Data entries>
┌──
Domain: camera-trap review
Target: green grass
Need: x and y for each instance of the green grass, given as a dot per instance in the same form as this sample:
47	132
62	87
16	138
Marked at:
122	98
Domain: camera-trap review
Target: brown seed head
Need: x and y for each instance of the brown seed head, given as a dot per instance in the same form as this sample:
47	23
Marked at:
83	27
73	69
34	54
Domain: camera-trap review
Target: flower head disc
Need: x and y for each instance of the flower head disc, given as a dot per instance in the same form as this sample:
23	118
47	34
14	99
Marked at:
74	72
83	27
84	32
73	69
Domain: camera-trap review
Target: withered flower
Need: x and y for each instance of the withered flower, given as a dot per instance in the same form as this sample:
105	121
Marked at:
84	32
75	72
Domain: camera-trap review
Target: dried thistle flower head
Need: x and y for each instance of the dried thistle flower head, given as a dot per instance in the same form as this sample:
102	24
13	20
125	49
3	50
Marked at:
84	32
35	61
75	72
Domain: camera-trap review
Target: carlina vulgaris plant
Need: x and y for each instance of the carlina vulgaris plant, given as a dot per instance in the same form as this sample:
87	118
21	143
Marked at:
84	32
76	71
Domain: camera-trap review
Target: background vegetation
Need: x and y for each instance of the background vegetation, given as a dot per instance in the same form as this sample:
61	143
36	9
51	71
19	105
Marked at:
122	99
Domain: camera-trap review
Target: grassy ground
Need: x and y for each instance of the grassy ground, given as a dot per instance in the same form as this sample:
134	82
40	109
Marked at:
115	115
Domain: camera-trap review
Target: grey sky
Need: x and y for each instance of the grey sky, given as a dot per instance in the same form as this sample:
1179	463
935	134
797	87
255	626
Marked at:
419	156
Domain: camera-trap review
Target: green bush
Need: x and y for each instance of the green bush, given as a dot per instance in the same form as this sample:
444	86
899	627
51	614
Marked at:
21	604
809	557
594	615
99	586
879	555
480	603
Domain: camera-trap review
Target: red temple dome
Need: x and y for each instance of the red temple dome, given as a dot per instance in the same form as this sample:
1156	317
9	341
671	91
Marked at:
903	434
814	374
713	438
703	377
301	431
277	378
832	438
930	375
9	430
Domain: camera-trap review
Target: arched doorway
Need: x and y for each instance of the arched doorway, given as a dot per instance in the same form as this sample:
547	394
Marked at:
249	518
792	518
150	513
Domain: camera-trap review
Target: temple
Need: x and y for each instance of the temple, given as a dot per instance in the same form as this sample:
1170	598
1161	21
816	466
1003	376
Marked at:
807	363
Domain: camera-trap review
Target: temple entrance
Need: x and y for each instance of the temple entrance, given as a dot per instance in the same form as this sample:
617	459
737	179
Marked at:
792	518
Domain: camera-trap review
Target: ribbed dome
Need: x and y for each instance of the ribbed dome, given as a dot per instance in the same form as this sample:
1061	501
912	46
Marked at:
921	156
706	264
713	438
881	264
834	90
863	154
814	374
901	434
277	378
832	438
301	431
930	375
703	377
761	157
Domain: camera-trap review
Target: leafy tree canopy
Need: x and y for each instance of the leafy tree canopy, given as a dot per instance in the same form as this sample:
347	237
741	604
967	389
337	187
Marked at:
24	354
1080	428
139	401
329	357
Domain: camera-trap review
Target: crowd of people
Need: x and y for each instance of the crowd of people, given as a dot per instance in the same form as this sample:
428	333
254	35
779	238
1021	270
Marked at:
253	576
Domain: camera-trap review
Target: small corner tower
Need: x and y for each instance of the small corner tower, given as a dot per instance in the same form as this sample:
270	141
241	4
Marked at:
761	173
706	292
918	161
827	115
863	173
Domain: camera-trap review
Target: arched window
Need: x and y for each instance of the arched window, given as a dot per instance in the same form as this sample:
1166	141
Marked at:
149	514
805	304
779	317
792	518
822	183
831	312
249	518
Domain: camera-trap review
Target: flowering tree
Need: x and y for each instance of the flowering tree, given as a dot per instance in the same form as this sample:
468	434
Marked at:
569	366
└──
Stated exercise>
Copy out each line exactly as written.

Worked solution>
Domain: camera-trap review
Target: green grass
Need: x and y for each instance of the green grass, given as a dot per instance in the same form as this sample:
47	132
62	87
16	138
Marked at:
122	98
Domain: camera-trap review
Target: brown seed head
Need: x and y for each instance of the brown seed head, given as a dot per instance in the same form as this sample:
47	23
Marked at:
83	27
73	69
34	54
Domain: camera-trap review
Target: flower head disc
Need: x and y for each instance of the flower head disc, given as a dot per instance in the same form as this sample:
23	118
47	34
14	99
Marked at:
74	72
83	27
84	32
73	69
Domain: camera-trap review
Target: withered flower
Need: x and y for each instance of the withered flower, given as a dot per instance in the same form as this sample:
105	121
Marked at:
84	32
75	72
Domain: camera-trap review
Target: dried thistle flower head
Need: x and y for each instance of the dried thistle flower head, given as a dot per instance in the same form as this sample:
102	24
13	20
125	49
3	50
Marked at:
84	32
35	61
75	72
Domain: camera-trap review
Target: carlina vulgaris plant
Need: x and y for each instance of the carlina vulgaris plant, given as a dot per instance in the same form as this sample:
87	118
21	143
Marked at:
84	32
76	71
Domain: camera-trap review
Target: background vegetation
Need: x and y for each instance of the background vegetation, given as a dot per instance in the same form as this sample:
61	143
36	9
51	71
19	105
Marked at:
122	99
Domain: camera-trap review
Target: grassy ground
Need: x and y for each instance of the grassy ground, given as a dot per instance in the same form as this sample:
134	82
40	109
Marked at:
115	115
Domain: camera-trap review
Target: grey sky
Need: x and y for each instance of the grey sky, given as a dot per instance in the same form as this sample:
1179	463
935	134
797	87
255	626
Marked at:
419	156
Domain: camera-trap review
Target: green bush
Need: x and y for each instance of the green bush, given as a dot per instance in the same form as this sample:
444	86
899	627
51	614
Marked at:
21	604
809	557
594	615
99	586
879	555
480	603
Domain: camera-trap review
Target: red temple dome
Need: x and y for each instance of the red temple dome, given as a dot per instance in the same form as this sample:
1156	317
9	341
671	91
Marked at:
903	434
814	374
713	438
703	377
301	431
277	378
832	438
930	375
9	430
Domain: camera-trap review
Target: arched doorway
Need: x and y for each instance of the arched doorway, given as a dot per instance in the same form as this sample:
547	394
Marked at:
249	518
792	518
150	513
Domain: camera-trap review
Target: temple
Need: x and y for each instance of the temple, given as a dot per instance in the same form as this sample:
1170	598
1161	21
816	466
1003	376
Marked at:
807	363
Domain: camera-trap review
Target: temple entrance
Need: x and y for each instance of the temple entrance, given as a dot per instance in the same form as this sample:
617	459
737	179
Marked at:
792	518
Domain: camera-trap review
Target: ribbed dome
Need: x and y for each instance of the ribbed dome, given as a dot per instance in the same form as this sample:
1061	501
912	46
Marked at:
921	156
706	264
713	438
881	264
834	90
863	154
814	374
901	434
277	378
832	438
301	431
930	375
703	377
761	157
Domain: camera-trap review
Target: leafy tree canopy
Need: x and y for each instance of the leafy tree canopy, given as a dot per instance in the same form as this sample:
347	237
741	604
967	389
337	187
Marked at:
24	354
1080	428
139	401
329	357
Domain: camera-trap review
Target: crowd of people
Need: x and y for each instance of the crowd of people, given as a dot per instance in the same form as this sample:
428	333
254	35
779	238
1021	270
Marked at:
253	576
Domain: camera-trap review
Target: small corner tower
Need: x and y for each instance of the small corner tower, given as a dot per instance in the same form as this sample:
270	141
241	4
Marked at:
761	173
706	292
918	161
827	115
863	173
Domain: camera-trap review
Target: arched window
Need: x and y for each instance of the arched window, given as a dot per instance in the same form as this sample:
1166	141
Marked at:
149	514
805	304
779	317
792	518
822	183
831	312
249	518
Domain: camera-trap review
Target: flowering tree
Need: x and y for each instance of the flowering tree, given as a dot per instance in the same form as this sample:
468	434
Marked at:
569	366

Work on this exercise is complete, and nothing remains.